Written problem:
Pick out each line of the items below that contains the string "woman", and copy those lines.

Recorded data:
+===+
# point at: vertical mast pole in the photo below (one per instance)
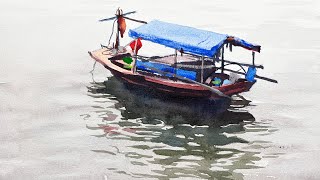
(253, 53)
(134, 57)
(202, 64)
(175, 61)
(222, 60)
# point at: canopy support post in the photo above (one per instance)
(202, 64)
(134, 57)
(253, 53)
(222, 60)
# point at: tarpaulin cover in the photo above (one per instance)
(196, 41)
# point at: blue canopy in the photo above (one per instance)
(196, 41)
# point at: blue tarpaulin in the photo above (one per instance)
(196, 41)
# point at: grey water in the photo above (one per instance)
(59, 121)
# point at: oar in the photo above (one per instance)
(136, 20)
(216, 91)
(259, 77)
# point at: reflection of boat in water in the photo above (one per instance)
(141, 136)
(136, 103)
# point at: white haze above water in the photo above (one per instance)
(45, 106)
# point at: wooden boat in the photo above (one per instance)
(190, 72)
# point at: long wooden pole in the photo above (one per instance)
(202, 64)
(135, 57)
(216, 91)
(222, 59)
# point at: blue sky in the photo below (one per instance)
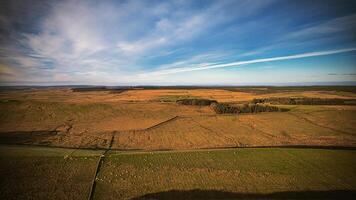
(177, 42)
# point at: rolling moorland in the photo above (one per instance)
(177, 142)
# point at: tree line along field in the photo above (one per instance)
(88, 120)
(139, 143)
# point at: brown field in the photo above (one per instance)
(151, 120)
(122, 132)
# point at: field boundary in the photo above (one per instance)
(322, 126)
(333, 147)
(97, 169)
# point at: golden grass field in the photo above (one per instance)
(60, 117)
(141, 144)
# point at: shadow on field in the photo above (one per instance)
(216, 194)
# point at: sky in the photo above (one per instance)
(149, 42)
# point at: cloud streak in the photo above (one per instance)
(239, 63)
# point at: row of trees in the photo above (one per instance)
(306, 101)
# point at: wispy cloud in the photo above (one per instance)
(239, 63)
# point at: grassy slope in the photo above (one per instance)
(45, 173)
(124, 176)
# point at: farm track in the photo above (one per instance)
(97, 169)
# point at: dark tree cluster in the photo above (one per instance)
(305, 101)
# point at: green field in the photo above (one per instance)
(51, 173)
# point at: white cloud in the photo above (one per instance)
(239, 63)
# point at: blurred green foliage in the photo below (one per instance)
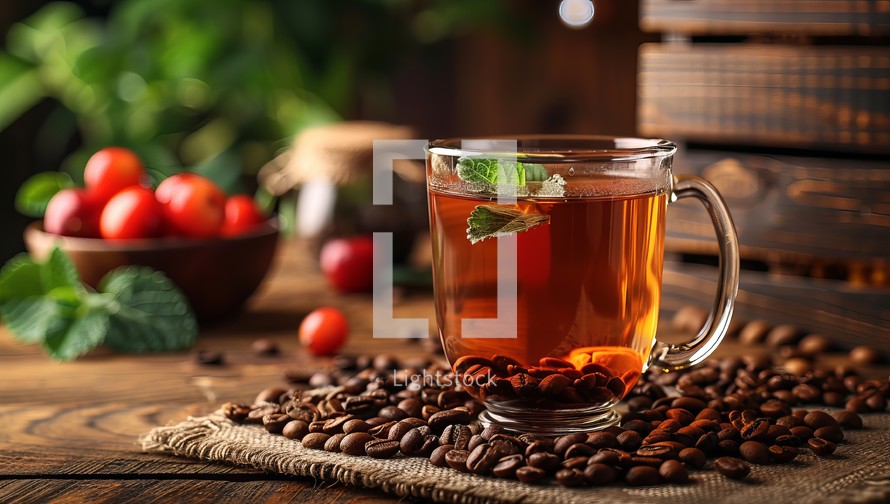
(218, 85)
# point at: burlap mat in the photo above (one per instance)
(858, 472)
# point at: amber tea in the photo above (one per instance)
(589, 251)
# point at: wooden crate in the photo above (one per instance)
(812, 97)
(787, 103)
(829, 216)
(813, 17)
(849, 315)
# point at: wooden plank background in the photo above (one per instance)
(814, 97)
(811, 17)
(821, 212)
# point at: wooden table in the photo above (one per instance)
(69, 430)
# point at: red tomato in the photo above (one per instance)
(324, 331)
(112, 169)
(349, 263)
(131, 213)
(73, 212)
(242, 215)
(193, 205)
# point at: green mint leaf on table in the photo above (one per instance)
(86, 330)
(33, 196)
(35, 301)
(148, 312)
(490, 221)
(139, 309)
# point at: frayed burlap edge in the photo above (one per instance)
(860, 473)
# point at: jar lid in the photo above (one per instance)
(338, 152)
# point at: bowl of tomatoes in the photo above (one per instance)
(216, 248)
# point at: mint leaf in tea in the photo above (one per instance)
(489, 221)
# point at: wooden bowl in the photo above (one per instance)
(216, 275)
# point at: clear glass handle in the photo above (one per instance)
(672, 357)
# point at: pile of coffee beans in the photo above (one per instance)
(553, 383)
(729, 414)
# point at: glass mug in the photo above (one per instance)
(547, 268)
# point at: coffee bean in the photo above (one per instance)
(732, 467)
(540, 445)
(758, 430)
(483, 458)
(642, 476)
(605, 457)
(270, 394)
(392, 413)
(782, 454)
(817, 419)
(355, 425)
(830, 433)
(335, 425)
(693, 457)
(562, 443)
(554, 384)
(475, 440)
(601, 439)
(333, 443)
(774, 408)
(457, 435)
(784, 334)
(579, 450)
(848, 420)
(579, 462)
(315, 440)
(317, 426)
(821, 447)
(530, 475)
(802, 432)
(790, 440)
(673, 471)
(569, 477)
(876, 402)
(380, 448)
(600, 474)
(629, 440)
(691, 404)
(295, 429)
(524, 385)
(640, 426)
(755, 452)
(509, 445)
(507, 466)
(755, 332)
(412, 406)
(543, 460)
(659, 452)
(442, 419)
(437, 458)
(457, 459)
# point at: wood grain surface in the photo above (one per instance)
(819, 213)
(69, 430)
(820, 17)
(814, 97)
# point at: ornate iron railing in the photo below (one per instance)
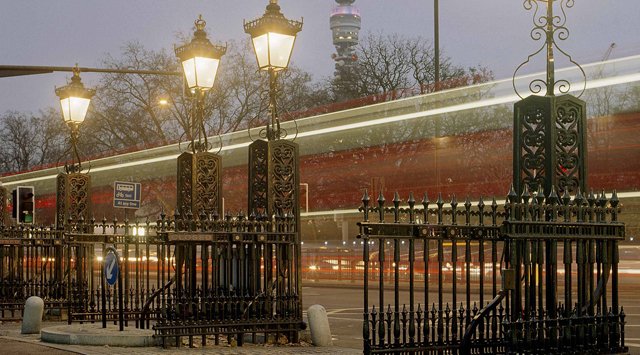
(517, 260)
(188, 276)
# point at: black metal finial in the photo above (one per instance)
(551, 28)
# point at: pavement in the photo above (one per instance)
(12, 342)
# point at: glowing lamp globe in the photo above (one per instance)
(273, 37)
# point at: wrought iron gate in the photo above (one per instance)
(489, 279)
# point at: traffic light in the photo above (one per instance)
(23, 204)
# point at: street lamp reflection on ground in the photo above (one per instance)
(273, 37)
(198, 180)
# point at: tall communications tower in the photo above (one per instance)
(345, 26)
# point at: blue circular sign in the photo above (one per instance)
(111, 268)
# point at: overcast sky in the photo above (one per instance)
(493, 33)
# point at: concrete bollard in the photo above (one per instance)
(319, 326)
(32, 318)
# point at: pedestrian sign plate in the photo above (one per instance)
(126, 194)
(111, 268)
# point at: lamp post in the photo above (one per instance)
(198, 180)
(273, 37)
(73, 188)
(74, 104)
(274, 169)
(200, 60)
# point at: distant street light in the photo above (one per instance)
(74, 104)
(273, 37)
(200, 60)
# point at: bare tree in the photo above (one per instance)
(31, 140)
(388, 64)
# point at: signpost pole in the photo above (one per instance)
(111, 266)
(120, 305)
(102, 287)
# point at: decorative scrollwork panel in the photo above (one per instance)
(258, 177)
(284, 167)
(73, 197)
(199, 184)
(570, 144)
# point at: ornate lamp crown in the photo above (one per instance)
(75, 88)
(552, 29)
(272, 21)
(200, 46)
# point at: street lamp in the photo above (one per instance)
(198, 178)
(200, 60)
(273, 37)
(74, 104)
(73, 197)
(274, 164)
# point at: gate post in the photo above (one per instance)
+===+
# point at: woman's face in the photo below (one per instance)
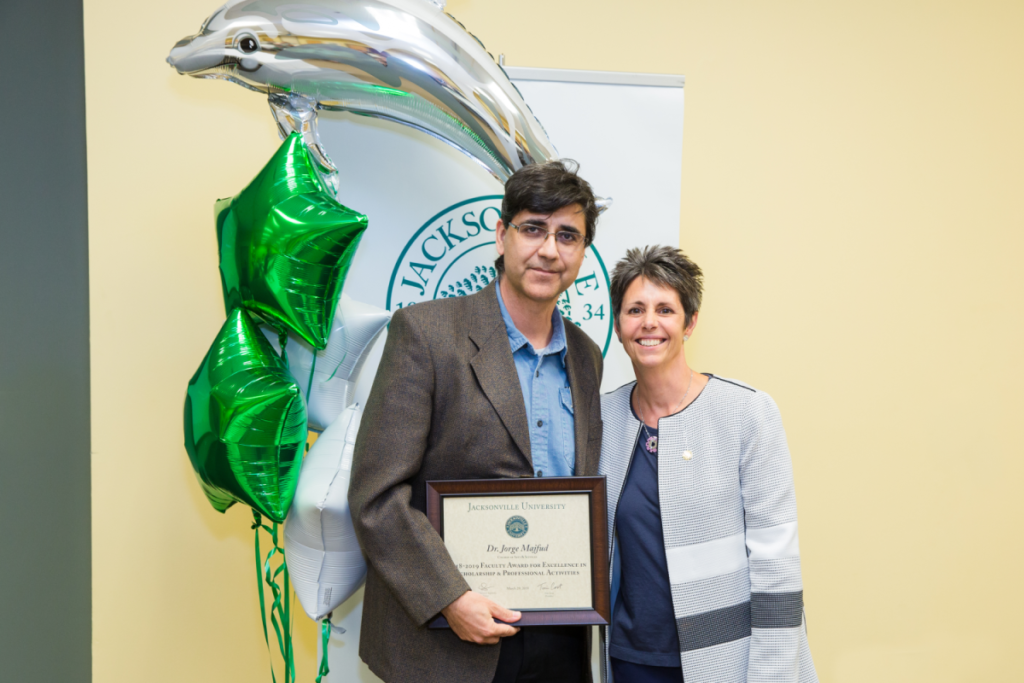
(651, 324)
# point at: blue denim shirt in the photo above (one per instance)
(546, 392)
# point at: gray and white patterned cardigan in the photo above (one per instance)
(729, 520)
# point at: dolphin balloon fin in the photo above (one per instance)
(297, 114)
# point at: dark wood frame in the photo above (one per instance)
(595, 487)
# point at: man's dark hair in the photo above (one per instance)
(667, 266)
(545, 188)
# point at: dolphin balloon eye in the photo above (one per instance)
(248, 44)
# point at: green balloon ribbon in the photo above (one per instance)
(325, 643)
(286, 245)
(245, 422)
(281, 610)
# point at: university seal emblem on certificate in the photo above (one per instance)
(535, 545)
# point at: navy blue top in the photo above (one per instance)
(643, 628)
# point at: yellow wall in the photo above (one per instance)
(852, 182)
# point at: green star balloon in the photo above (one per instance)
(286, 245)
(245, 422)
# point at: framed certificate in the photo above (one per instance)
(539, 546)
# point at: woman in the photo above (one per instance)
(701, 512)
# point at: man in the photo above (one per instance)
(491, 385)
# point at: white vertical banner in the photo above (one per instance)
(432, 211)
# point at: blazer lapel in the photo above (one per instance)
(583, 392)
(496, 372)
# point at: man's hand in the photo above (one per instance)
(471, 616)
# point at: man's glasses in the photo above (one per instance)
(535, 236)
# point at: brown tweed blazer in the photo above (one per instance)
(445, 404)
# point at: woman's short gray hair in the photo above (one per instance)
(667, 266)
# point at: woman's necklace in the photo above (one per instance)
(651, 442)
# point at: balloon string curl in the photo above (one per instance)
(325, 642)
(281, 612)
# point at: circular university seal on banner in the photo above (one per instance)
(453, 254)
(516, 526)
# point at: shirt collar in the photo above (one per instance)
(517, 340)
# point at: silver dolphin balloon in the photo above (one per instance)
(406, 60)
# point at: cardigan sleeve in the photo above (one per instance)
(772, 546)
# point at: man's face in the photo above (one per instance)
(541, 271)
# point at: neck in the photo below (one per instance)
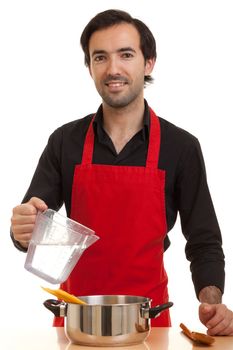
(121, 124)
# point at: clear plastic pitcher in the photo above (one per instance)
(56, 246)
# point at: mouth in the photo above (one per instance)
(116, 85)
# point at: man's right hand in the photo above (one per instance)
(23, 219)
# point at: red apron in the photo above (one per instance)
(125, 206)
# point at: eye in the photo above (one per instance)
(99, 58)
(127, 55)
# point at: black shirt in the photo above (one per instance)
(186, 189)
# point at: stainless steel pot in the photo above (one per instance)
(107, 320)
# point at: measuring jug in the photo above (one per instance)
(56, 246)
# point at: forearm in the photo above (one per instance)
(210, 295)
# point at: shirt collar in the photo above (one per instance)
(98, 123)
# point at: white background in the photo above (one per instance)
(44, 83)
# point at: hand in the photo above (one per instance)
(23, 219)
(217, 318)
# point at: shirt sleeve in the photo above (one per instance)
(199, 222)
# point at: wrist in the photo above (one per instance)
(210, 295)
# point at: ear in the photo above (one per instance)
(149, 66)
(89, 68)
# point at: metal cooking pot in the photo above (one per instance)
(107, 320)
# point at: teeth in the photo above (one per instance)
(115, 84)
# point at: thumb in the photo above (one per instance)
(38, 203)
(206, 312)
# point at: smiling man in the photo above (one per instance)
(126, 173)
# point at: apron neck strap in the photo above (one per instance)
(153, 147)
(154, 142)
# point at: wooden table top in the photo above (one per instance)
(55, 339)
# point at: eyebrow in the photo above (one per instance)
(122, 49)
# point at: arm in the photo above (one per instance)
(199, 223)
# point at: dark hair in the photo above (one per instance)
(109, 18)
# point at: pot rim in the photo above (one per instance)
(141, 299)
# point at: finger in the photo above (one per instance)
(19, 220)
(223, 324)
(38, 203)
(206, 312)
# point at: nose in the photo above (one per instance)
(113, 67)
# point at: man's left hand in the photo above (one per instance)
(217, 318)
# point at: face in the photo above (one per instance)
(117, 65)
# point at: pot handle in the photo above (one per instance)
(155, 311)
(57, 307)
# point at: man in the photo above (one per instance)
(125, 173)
+===+
Written response:
# point at: woman's face in the photo below (one per instance)
# point at: woman in the photo above (one per instance)
# point at: woman's short gray hair in the photo above (one per instance)
# point at: woman's necklace in the photo above (one per instance)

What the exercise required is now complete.